Your instructions:
Find the line containing "out-of-focus blue cap.", then output it and every line after it through the end of the listing below, exactly as written.

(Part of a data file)
* * * * * * * * *

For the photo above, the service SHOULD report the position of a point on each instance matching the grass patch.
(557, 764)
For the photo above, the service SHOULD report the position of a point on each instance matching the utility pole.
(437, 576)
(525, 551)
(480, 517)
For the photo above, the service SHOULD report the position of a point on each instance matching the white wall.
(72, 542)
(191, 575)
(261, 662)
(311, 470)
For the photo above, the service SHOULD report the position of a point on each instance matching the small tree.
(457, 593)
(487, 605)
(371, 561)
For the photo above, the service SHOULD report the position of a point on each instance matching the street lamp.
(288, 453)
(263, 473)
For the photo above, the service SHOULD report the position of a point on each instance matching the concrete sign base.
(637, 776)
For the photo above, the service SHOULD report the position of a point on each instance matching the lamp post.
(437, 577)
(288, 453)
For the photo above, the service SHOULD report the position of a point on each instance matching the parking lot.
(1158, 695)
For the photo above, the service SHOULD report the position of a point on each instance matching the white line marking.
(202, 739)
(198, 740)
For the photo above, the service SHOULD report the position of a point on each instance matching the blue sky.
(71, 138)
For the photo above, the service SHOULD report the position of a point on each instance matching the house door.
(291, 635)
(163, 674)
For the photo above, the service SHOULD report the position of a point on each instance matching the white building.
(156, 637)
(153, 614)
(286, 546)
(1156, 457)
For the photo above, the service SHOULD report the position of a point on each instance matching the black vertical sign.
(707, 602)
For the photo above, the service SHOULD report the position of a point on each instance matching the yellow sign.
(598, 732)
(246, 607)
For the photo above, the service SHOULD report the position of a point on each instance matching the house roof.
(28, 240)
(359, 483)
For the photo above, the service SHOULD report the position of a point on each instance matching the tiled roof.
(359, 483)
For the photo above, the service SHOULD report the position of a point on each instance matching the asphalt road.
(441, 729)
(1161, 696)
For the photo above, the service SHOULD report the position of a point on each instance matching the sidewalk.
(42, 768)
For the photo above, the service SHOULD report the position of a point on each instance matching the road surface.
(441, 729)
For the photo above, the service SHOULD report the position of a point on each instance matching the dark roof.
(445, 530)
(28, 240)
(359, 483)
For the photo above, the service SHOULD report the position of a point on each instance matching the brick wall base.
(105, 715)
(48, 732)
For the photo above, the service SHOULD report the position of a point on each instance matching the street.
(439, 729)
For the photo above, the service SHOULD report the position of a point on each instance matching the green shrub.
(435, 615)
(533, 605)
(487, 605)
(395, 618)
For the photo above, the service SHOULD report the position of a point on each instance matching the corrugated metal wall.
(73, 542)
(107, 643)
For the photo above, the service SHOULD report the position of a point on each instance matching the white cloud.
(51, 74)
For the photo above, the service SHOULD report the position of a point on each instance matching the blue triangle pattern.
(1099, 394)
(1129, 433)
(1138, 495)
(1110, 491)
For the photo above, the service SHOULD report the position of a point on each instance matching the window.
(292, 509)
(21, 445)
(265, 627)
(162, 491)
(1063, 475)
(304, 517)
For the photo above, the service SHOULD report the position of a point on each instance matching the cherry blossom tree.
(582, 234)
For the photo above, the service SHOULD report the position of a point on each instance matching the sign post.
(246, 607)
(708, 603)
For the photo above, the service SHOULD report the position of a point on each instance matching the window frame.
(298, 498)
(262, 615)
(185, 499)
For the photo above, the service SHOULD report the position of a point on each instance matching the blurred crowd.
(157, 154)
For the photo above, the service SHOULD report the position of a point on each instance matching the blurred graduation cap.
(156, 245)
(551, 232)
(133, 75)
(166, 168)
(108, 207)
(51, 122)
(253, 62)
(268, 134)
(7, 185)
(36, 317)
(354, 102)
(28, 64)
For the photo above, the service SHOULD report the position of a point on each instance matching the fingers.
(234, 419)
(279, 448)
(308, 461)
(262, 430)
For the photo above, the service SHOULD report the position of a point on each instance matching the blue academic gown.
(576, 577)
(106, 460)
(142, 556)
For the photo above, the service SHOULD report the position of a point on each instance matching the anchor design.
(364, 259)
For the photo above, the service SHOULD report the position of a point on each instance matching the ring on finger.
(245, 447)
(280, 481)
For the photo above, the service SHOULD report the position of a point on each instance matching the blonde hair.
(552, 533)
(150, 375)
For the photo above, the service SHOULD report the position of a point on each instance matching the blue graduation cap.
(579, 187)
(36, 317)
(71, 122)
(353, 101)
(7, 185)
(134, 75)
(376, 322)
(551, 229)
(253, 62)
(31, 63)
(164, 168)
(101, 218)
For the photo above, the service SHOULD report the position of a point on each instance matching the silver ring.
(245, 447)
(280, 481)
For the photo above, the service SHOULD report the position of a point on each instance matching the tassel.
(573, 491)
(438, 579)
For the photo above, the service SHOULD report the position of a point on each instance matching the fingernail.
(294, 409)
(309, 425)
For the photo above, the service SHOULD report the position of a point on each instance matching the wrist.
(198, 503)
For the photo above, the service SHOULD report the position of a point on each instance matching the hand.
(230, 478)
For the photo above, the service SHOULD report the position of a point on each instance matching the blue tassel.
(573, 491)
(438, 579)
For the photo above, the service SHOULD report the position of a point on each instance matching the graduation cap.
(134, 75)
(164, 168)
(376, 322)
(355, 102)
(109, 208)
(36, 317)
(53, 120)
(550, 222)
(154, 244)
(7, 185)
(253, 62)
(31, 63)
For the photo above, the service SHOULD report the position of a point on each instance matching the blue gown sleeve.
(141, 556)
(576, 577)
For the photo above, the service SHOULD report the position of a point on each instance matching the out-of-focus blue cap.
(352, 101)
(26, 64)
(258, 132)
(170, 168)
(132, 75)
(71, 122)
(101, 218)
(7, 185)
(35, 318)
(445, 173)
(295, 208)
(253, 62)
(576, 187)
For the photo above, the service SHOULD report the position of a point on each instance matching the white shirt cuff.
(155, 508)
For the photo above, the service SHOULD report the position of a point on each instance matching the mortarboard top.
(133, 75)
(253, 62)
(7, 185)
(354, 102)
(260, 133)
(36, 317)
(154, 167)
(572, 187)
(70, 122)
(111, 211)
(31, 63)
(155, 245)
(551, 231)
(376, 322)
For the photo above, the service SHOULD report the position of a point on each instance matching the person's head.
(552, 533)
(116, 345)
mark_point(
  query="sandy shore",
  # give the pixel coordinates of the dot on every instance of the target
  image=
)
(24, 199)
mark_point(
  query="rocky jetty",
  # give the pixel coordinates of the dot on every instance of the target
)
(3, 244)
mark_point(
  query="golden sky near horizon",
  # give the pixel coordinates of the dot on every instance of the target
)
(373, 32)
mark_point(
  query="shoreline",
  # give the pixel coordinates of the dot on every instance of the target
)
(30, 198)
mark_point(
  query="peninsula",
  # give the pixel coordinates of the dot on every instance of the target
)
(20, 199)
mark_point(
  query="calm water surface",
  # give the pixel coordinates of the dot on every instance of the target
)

* * * * * * * * *

Result:
For the photo above, the service SHOULD report the position of a point on each instance matching the out-of-focus blue cap.
(352, 101)
(26, 64)
(258, 132)
(170, 168)
(132, 75)
(71, 122)
(101, 218)
(7, 185)
(35, 318)
(445, 173)
(295, 208)
(253, 62)
(576, 187)
For the photo above, the service SHOULD report the position of a point on each instance matching the white shirt cuff.
(155, 508)
For the photo above, the service SHOULD report the position of a point on each instance matching the mortarboard top.
(133, 75)
(253, 62)
(7, 185)
(354, 102)
(260, 133)
(36, 317)
(154, 167)
(572, 187)
(70, 122)
(111, 211)
(31, 63)
(155, 245)
(551, 231)
(376, 322)
For the photo above, the service SHOULD report the position of a point on each instance matching the person's head.
(552, 533)
(116, 345)
mark_point(
  query="sandy shore",
  # give the pixel coordinates of the dot on every instance of the target
  image=
)
(24, 199)
mark_point(
  query="rocky jetty",
  # give the pixel coordinates of the dot on every instance of the target
)
(3, 244)
mark_point(
  query="golden sky near horizon",
  # give the pixel coordinates of the dot on every instance of the target
)
(373, 32)
mark_point(
  query="shoreline",
  # give the pixel coordinates of the dot on every instance of the target
)
(30, 198)
mark_point(
  query="peninsula",
  # give the pixel coordinates of the dot on every instance of the target
)
(20, 199)
mark_point(
  query="calm water surface",
  # give the pixel coordinates of the dot on every instance of the target
)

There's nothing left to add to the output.